Stored data entries:
= = = = = = =

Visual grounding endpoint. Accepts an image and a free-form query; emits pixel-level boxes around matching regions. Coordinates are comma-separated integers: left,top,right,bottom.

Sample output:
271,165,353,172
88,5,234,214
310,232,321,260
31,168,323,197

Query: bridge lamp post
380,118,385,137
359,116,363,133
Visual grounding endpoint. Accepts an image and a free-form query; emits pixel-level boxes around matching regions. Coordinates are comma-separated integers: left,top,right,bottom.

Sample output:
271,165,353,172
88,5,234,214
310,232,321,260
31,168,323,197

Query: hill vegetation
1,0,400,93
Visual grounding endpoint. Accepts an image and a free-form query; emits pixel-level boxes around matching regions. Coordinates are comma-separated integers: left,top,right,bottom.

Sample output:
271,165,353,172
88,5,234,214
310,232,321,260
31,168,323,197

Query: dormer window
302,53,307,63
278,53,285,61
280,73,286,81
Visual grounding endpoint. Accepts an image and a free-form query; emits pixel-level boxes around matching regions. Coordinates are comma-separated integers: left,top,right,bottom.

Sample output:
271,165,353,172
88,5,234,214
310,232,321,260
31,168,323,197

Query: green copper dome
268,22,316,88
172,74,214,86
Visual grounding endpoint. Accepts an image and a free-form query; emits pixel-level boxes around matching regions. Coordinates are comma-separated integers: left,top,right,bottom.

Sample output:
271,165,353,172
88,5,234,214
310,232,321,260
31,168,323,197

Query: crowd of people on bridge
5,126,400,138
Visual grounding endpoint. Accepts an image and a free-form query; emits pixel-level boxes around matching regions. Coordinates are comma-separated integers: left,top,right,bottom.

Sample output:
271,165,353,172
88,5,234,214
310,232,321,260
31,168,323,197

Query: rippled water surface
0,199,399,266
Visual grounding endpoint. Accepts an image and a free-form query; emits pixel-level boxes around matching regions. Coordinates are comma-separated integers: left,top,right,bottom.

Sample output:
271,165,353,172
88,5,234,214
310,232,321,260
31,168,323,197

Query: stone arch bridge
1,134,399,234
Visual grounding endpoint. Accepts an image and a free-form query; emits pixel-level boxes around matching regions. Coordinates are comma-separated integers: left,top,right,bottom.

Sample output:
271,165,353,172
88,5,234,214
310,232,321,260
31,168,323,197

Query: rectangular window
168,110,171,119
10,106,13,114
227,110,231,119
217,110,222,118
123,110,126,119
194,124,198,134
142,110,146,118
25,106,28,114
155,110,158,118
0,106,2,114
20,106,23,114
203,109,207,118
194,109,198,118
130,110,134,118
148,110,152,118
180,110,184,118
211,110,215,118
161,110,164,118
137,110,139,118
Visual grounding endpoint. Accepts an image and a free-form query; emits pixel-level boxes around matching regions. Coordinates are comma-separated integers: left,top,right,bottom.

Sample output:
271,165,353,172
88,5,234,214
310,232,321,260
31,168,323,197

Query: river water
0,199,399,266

= = = = = = =

Write every record out again, letter for letter.

Visual grounding endpoint. Accepts an image and a free-form query; emits pixel-level boxes around matching regions. Coordinates are comma-separated integers: left,top,right,bottom.

Sample output:
271,165,353,172
88,5,234,214
310,232,321,260
31,168,323,197

Query: bridge lamp post
380,118,385,137
359,116,363,133
Visual grounding endpoint. Accepts an image and a free-form query; emits pixel-level boxes around matching regions. Coordinates are comma-separated integers: left,top,right,bottom.

Sample output:
271,165,353,172
88,5,234,214
310,232,321,260
31,168,323,197

Query: hill vegetation
1,0,400,93
Visual grounding endpoint. Accepts an image and a free-form query; emits pixel-level boxes around matching regions. Coordinates are comma-separated integers: left,top,right,bottom.

Sample output:
271,165,353,172
88,5,234,214
310,232,321,260
31,168,323,197

Query: dormer window
302,53,307,63
278,53,285,61
280,73,286,81
Visual grounding endpoint. Accepts an image and a free-form query; emits pixel-level boxes around matching regions. Coordinates are comma-separated integers: left,top,right,bottom.

Sample output:
271,165,353,172
88,5,234,214
310,232,321,260
31,168,323,197

Query: green copper dome
268,22,316,88
172,74,214,86
Visual grounding endpoint. Accepts an image and a free-form query; emits pixel-level boxes around matching regions. Coordinates are comma-separated integers: left,top,right,bottom.

Sample output:
271,165,353,172
88,5,234,214
310,232,321,260
31,168,323,197

Query: crowd of people on bridge
5,126,400,138
Visual grounding endpoint. Accepts an image and a free-form query; emits pixel-level boxes around matching regions. Coordinates are comma-separated integers: left,top,right,bottom.

Sample output:
271,165,353,172
88,5,234,214
310,232,321,260
31,168,323,197

Query: rippled water surface
0,199,399,266
Visual grounding endpoint. Accepts an image and a free-form query; emits pixel-level boxes around matching regions. Coordinates are comma-separated integers: left,top,right,bottom.

Sample output:
271,165,353,172
88,5,234,214
310,232,321,260
31,168,323,197

Query: stone arch bridge
1,134,399,234
Visual grounding endpoint. Accepts an image and a free-form query; emits pixel-level boxes around matching regions. Coordinates are comma-separated integers: left,top,right,bottom.

Sample output:
271,165,353,172
88,5,234,214
310,232,321,260
31,168,323,197

Query: rectangular window
168,110,171,119
10,106,13,114
227,110,231,119
217,110,222,118
123,110,126,119
194,124,198,134
142,110,146,118
25,106,28,114
155,110,158,118
0,106,2,114
20,106,23,114
203,109,207,118
194,109,198,118
130,110,134,118
148,110,152,118
180,110,184,118
211,110,215,118
161,110,164,118
137,110,139,118
Visual grounding endpoint. Accepts an image and a free-form query; emits pixel-level boxes around matching regions. Coordinates are comma-separated integers: left,top,right,bottom.

Sample output:
271,165,353,172
88,5,234,214
310,232,321,260
31,168,323,197

Query: river water
0,199,399,266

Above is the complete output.